WHAT THIS EXERCISE ASKS:
- 1) In the news report on Iran's letter, condense the paragraph beginning "Six world powers have offered" into one sentence that keeps its main facts.
- 2) According to the news report on Iran's letter, who represented the world powers in Monday's telephone talks with Saeed Jalili?
- 3) Proceed with the news report on Iran's letter, picking up after its final paragraph.

** TEXT EXCERPT follows **

A letter from Iran
to world powers does not mention the idea of freezing Tehran's nuclear work, an Iranian official said on Tuesday - a step the West demanded to avert more UN sanctions.
Six world powers have offered to refrain from steps to impose more UN sanctions if Iran freezes expansion of its nuclear work. The offer was an initial step in getting talks going on a broader resolution to the stand-off.
The West fears Iran is seeking to build nuclear warheads, a charge Tehran denies.
A European Union official said the letter had not yet been received.
"The letter handed over is not an answer to the offered package (by world powers) ... The letter does not mention the freeze-for-freeze issue," the senior official told Reuters.
The official also said a freeze was not mentioned in telephone talks on Monday between Iran's chief nuclear negotiator Saeed Jalili and European Union foreign policy chief Javier Solana, who is representing world powers.

** End of TEXT EXCERPT **
** INFORMATION SUPPLIED follows **

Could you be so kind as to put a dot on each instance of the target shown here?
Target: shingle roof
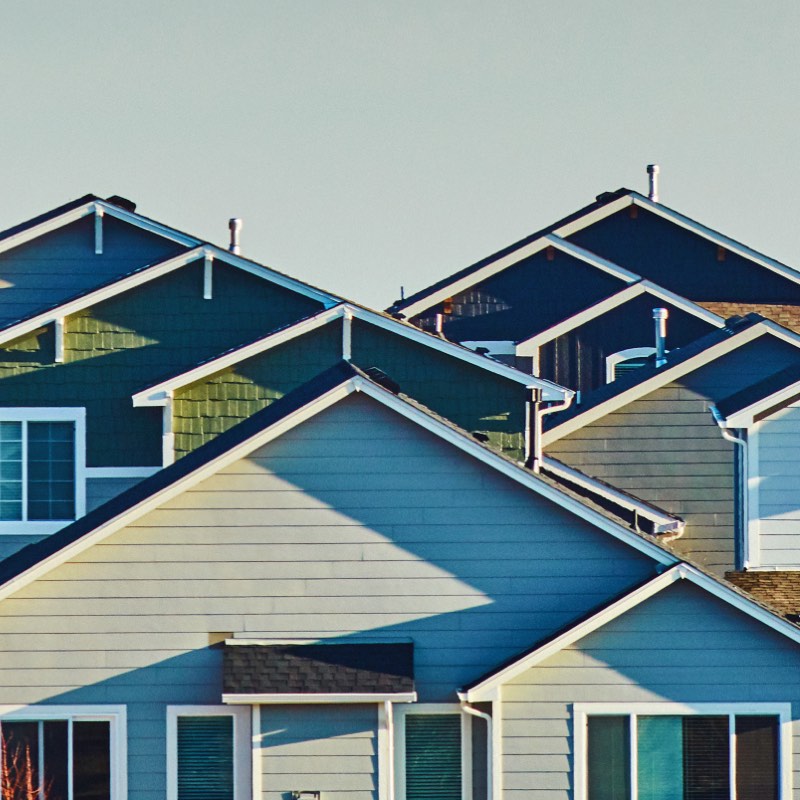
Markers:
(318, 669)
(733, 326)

** End of INFORMATION SUPPLIED **
** INFORMATION SUPPLIED follows **

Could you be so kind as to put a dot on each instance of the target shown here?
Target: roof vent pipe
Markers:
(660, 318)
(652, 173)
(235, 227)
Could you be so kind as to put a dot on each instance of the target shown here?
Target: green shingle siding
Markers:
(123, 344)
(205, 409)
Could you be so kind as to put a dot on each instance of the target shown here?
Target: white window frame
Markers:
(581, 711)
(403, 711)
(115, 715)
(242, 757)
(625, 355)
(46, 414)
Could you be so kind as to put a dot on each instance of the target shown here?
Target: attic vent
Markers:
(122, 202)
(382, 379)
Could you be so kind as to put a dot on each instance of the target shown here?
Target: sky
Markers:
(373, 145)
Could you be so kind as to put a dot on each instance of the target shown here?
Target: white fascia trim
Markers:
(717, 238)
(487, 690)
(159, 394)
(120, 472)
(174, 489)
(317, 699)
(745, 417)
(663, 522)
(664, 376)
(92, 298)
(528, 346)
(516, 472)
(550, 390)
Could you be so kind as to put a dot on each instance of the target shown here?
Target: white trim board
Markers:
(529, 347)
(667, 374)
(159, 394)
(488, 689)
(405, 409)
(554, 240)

** End of INFORMATION SUPPLIED **

TASK ANSWERS:
- 1) Six world powers offered not to pursue further UN sanctions if Iran froze expansion of its nuclear work, as a first step toward talks on resolving the wider stand-off.

- 2) European Union foreign policy chief Javier Solana.

- 3)
"During the call, Jalili expressed his readiness to start formal talks (on the incentives package)," the official added.
The freeze idea is aimed at getting preliminary discussions going before starting full negotiations on a package of nuclear, trade and other incentives. But those formal talks will not begin until Iran suspends uranium enrichment.
Enrichment is the part of Iran's program that most worries the West because it can have both civilian and military uses.
Iran, the world's fourth largest oil producer, insists it is only seeking to master technology to make electricity, and has repeatedly refused to halt its atomic work.
The six world powers are Britain, France, Germany, China, Russia and the United States.